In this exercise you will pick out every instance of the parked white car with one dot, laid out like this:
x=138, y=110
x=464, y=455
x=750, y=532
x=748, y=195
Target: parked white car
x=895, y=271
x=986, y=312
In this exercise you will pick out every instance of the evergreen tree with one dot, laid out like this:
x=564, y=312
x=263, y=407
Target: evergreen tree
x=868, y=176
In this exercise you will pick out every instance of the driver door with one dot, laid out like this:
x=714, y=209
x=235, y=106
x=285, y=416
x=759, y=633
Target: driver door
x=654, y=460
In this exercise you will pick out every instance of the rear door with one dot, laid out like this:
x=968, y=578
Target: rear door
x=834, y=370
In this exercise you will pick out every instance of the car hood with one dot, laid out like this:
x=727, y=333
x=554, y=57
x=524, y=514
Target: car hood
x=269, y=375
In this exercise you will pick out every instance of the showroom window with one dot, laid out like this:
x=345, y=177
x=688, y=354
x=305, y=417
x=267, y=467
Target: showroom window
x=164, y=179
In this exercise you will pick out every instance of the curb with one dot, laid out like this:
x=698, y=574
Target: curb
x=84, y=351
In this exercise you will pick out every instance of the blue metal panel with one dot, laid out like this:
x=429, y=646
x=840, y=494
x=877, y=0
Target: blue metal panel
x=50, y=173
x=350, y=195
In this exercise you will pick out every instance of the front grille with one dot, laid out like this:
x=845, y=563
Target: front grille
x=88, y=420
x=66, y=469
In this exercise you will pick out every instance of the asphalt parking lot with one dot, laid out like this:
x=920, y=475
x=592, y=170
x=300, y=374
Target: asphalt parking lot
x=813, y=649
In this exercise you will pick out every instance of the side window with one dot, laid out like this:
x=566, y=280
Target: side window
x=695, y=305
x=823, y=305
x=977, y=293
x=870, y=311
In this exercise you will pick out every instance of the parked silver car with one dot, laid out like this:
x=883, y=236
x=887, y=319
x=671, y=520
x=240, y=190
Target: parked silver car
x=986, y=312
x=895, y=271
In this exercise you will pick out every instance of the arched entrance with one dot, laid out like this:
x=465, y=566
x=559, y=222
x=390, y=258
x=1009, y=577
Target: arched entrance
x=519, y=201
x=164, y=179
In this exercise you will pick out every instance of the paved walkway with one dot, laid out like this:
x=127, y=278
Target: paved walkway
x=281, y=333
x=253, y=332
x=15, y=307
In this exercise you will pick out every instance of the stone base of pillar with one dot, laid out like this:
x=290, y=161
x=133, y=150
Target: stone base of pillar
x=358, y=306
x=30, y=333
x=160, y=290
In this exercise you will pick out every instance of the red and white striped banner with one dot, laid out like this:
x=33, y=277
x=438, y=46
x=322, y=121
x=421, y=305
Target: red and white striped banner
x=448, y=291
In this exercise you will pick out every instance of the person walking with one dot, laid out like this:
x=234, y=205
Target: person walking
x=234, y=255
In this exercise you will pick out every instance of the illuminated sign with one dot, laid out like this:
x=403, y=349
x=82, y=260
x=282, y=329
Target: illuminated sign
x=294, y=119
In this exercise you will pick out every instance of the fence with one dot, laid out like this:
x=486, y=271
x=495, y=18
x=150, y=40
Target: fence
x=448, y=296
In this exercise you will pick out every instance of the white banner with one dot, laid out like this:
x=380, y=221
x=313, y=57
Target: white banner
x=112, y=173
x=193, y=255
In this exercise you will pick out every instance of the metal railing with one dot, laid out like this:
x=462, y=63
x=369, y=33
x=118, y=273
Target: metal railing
-=-=-=-=-
**The problem**
Would you transcribe the data above exactly as it stands?

**Answer**
In this exercise you will pick out every instance of the parked white car with one dot, laid out like this:
x=138, y=110
x=464, y=455
x=750, y=532
x=748, y=195
Target: parked white car
x=895, y=271
x=986, y=312
In this exercise you will pick out every instance of the evergreen tree with one dot, laid out like this:
x=564, y=312
x=263, y=407
Target: evergreen tree
x=868, y=176
In this exercise you will pick out every instance of the driver door with one dot, laid out like this:
x=714, y=209
x=235, y=106
x=285, y=416
x=759, y=633
Target: driver door
x=654, y=460
In this exercise you will pick out every instance of the rear door with one dot, laid out like this:
x=968, y=578
Target: rear door
x=834, y=370
In this exercise you will pick out every instance of the car hood with one dot, laid out like this:
x=727, y=333
x=554, y=57
x=524, y=514
Target: car hood
x=269, y=375
In this exercise you will pick out every instance of the showroom window with one dot, laid out like this:
x=345, y=177
x=688, y=354
x=305, y=417
x=267, y=467
Target: showroom window
x=164, y=179
In this exercise you will pick out every instance of the curb with one dot, laid out like this:
x=698, y=574
Target: curb
x=84, y=351
In this exercise you will pick out every instance of the blue metal panel with one dot, laid out like this:
x=429, y=646
x=840, y=494
x=877, y=0
Target: blue metal panel
x=50, y=173
x=350, y=195
In this exercise you will pick out every instance of the front grille with one dot, laid out like this:
x=845, y=563
Target: front grille
x=88, y=420
x=66, y=469
In this exercise you will pick out every instance of the asphalt parking lot with one dot, laid out like this:
x=920, y=475
x=592, y=170
x=300, y=374
Target: asphalt parking lot
x=813, y=649
In this exercise you will pick out every instance of the side window with one dot, laid out like this:
x=566, y=280
Target: side window
x=695, y=305
x=823, y=305
x=977, y=293
x=870, y=311
In this exercise you will pick out every instance of the parked silver car with one dot, laid out like this:
x=883, y=236
x=887, y=319
x=671, y=520
x=240, y=190
Target: parked silver car
x=986, y=312
x=895, y=271
In this exercise you will pick out every instance of the arched entrance with one dot, laid out like this:
x=465, y=566
x=559, y=222
x=390, y=258
x=1009, y=577
Target: arched entrance
x=519, y=201
x=164, y=179
In this exercise you will pick out every instance of the paved walkway with one dot, laid out like this:
x=127, y=278
Target: paved walkway
x=281, y=333
x=253, y=332
x=15, y=307
In this exercise you will pick out every instance of the stone base of pillar with one dot, laid out like this:
x=290, y=161
x=133, y=150
Target: stone base of pillar
x=358, y=306
x=30, y=333
x=160, y=290
In this exercise you will pick out every instance of the red and white striped banner with one dot, laid out like this:
x=33, y=277
x=438, y=46
x=322, y=121
x=421, y=305
Target: red and white striped banner
x=448, y=291
In this exercise you will pick out every instance of the person walking with one dot, laid out like this:
x=234, y=205
Target: person walking
x=234, y=255
In this exercise you will pick out every instance of the illuminated sign with one dot, laid out like this:
x=403, y=349
x=82, y=260
x=282, y=329
Target: illuminated sign
x=294, y=119
In this exercise you will pick out every instance of the fence with one dot, laid out like this:
x=486, y=271
x=495, y=18
x=150, y=40
Target: fence
x=448, y=296
In this exercise you will pick out every instance of the white banner with one dot, laid out like this:
x=380, y=221
x=313, y=57
Target: white banner
x=112, y=173
x=193, y=255
In this exercise you will pick out every instance of the metal railing with one dot, laid out like this:
x=462, y=63
x=369, y=33
x=118, y=273
Target: metal railing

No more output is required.